§ Stated problem:
How many lines in the items below contain the word "leaf"? Reply with the number alone.
══════════════════════════════
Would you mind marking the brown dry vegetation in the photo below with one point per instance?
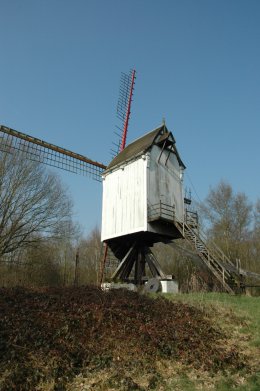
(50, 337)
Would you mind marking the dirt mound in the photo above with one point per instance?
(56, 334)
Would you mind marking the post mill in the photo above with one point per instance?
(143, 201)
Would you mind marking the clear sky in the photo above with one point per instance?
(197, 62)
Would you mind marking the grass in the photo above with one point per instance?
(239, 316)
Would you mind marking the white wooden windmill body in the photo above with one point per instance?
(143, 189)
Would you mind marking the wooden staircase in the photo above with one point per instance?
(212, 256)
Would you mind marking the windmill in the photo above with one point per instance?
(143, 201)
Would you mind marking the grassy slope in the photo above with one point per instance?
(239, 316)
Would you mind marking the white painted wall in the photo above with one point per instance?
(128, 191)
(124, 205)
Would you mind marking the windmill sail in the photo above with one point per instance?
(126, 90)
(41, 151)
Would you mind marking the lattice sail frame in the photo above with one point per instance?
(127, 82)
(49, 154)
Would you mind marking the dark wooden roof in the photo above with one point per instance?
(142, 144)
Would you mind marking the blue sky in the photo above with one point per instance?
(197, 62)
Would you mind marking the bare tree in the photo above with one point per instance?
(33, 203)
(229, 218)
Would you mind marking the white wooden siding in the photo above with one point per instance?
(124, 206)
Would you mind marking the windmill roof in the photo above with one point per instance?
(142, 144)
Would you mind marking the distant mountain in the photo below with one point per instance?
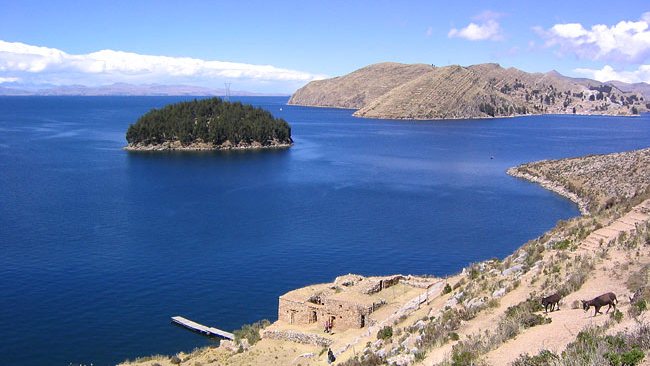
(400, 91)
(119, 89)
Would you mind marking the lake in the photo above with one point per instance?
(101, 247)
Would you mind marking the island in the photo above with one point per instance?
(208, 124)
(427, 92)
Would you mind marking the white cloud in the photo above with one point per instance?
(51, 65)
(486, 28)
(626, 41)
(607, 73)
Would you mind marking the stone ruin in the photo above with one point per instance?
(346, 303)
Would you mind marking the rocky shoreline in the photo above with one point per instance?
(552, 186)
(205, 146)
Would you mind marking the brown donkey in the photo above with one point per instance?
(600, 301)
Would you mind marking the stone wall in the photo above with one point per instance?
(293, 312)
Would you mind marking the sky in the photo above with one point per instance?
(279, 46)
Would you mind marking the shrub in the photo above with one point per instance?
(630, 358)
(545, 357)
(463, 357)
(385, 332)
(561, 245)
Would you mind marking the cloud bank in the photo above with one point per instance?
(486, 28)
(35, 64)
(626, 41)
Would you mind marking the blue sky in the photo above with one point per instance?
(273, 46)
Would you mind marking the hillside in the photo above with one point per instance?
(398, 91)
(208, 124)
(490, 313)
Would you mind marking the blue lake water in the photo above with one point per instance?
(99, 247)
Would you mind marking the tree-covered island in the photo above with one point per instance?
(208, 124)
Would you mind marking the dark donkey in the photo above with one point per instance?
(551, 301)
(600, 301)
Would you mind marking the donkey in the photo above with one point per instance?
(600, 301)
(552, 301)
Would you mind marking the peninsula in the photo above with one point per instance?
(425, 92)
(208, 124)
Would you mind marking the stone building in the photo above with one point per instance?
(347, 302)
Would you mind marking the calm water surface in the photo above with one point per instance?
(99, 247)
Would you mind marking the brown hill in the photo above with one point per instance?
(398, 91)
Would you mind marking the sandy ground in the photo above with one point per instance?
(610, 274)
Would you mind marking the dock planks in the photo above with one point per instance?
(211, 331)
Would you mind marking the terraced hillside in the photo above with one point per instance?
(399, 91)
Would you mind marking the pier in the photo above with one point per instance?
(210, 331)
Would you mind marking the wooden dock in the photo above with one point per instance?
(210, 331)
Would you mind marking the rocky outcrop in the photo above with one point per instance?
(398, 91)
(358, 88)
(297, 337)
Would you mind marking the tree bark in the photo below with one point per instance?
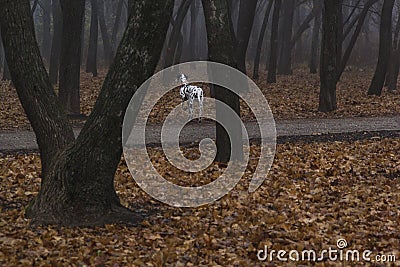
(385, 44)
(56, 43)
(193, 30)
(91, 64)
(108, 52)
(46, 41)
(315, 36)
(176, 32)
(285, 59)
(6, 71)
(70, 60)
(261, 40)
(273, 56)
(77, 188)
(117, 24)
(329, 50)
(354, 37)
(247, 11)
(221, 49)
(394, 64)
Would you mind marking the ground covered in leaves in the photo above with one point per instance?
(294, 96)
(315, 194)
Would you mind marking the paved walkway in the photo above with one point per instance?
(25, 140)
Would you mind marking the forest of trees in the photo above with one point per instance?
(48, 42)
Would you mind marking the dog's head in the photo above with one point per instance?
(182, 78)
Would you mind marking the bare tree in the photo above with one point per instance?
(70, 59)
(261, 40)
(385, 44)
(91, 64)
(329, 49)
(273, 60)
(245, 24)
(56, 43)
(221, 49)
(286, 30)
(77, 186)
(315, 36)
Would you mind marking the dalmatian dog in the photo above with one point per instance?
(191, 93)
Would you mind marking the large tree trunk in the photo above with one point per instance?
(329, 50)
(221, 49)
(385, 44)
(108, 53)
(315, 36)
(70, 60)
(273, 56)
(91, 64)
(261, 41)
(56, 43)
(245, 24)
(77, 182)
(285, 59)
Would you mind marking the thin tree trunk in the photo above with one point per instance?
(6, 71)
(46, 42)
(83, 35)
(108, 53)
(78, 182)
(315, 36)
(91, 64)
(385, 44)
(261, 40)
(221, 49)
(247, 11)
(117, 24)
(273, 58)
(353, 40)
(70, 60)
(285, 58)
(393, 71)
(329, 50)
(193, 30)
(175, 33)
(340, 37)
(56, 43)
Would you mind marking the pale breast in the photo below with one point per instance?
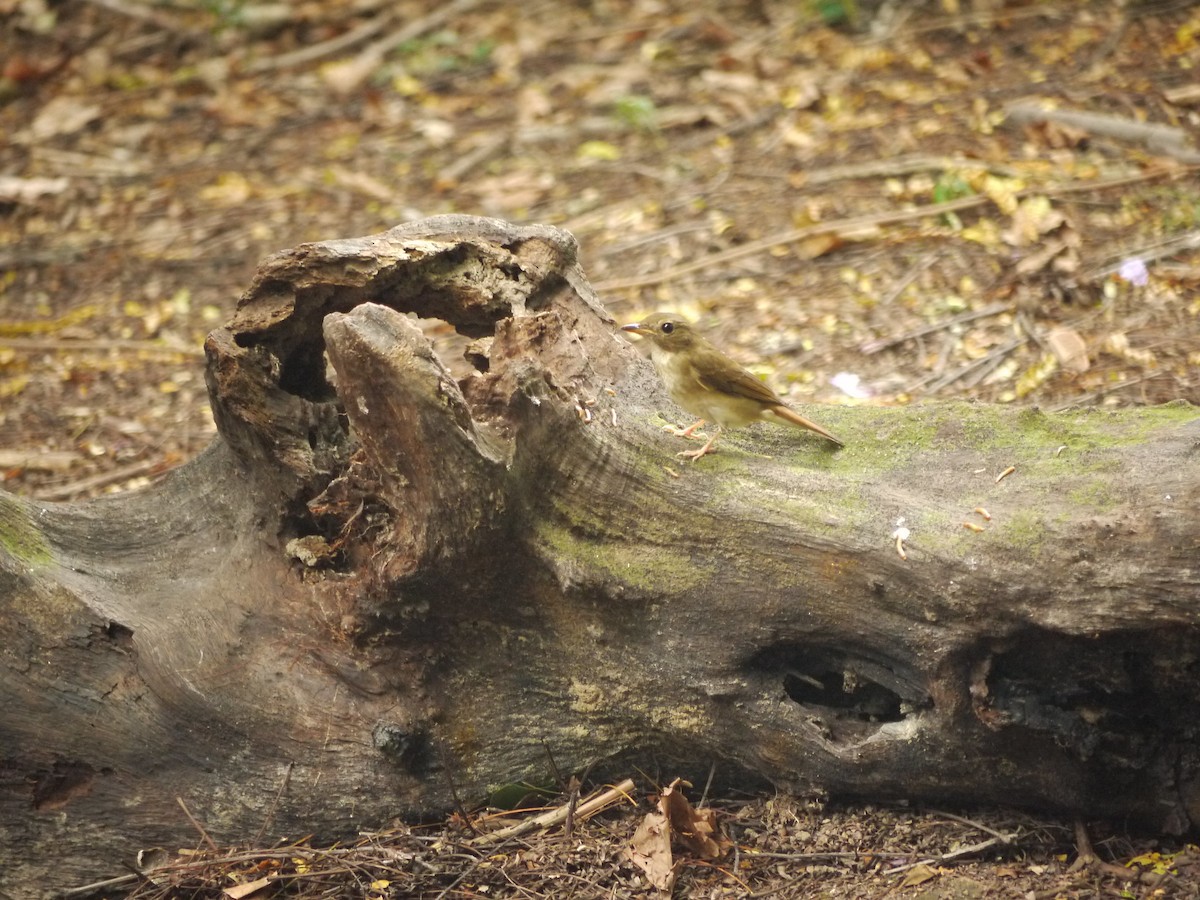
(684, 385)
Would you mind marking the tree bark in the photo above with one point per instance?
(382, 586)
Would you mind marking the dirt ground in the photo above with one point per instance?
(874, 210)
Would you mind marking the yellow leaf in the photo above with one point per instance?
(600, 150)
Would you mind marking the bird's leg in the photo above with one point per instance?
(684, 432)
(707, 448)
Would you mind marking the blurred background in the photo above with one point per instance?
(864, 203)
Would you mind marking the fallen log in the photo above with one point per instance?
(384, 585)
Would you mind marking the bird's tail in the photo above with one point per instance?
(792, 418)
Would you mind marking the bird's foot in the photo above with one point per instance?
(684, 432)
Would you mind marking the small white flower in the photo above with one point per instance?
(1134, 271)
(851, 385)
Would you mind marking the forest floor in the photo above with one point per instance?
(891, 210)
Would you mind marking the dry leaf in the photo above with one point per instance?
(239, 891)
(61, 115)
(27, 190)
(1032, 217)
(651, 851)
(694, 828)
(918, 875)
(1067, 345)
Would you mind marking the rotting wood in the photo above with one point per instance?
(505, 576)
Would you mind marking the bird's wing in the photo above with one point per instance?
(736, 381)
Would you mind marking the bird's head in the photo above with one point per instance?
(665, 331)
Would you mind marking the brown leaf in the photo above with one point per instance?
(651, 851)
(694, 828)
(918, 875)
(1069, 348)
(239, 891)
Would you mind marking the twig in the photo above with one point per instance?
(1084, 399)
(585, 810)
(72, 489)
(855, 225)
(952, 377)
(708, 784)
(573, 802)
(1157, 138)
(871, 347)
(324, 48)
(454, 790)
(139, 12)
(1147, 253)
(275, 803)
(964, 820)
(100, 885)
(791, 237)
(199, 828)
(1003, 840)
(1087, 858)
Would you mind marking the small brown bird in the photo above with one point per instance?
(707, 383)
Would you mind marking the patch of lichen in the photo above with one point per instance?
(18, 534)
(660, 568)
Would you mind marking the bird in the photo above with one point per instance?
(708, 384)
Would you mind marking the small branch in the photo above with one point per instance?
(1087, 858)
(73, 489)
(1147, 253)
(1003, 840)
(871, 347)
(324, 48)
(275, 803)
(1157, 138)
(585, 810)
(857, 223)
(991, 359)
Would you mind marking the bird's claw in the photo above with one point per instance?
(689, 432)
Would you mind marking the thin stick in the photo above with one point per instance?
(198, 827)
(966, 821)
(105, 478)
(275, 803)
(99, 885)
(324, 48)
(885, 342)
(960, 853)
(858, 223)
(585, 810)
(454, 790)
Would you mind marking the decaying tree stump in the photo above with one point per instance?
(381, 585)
══════════════════════════════
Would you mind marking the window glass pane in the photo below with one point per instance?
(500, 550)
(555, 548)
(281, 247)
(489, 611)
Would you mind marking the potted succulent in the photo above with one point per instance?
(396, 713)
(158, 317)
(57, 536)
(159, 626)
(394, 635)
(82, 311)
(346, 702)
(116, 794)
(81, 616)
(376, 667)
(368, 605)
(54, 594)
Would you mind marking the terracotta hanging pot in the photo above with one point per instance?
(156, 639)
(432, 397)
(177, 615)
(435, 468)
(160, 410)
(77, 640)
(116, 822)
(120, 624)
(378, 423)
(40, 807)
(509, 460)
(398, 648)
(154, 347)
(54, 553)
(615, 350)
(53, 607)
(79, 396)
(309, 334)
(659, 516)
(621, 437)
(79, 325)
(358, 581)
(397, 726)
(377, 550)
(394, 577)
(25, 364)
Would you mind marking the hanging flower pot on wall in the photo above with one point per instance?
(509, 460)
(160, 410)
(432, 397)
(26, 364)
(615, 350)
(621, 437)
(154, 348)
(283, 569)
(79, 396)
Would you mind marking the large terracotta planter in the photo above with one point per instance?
══════════════════════════════
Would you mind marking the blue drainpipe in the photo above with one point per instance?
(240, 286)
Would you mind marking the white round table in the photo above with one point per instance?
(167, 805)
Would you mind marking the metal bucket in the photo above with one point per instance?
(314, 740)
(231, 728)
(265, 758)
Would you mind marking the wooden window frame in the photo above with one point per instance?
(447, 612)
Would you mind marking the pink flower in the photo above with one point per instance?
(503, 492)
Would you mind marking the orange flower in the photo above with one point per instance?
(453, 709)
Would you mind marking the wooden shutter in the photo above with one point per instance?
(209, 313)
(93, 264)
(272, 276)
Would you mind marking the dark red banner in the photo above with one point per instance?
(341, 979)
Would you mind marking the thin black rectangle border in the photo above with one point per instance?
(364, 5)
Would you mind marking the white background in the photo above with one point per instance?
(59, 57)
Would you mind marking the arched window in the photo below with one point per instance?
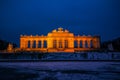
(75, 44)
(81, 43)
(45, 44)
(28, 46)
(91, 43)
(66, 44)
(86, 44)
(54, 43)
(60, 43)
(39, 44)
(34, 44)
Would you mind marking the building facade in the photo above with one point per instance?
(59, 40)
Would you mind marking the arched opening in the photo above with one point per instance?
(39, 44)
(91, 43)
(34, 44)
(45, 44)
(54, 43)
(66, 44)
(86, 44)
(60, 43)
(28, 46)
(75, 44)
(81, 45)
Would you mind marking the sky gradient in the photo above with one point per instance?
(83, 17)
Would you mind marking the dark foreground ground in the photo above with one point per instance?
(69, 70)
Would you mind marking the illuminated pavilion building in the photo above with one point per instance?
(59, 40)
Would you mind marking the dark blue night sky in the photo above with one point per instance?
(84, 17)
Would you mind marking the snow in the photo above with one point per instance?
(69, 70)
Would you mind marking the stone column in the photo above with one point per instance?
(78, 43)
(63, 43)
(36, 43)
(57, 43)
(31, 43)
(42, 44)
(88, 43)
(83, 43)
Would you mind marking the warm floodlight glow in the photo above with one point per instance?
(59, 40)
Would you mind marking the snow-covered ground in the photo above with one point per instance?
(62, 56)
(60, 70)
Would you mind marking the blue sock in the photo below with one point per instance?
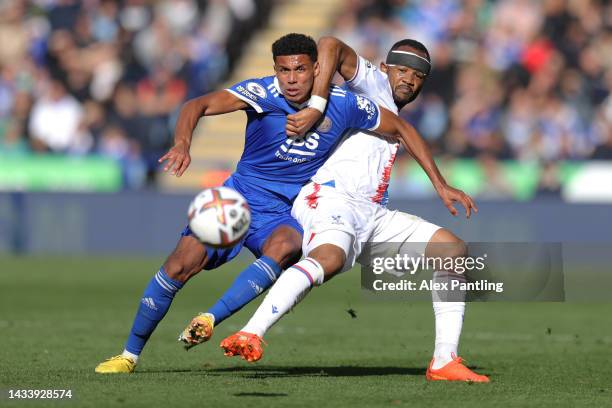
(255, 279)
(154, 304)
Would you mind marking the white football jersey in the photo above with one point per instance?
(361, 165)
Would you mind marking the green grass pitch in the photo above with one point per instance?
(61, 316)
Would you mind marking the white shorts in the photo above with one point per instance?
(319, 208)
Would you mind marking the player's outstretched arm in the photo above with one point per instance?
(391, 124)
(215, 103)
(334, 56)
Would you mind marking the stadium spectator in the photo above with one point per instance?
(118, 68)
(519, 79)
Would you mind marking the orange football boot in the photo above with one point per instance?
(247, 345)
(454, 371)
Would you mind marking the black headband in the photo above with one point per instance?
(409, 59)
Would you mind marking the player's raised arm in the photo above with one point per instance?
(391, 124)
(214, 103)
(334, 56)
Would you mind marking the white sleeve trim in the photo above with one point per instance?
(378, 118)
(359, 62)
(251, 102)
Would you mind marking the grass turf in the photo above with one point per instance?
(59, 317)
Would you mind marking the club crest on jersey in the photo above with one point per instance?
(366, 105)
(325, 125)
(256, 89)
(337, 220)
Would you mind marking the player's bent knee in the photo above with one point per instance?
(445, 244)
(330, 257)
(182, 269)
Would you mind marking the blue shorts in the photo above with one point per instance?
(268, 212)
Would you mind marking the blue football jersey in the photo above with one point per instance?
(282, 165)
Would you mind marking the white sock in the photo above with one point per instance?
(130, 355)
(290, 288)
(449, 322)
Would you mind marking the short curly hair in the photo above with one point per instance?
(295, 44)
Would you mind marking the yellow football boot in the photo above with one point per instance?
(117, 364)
══════════════════════════════
§ Problem solution:
3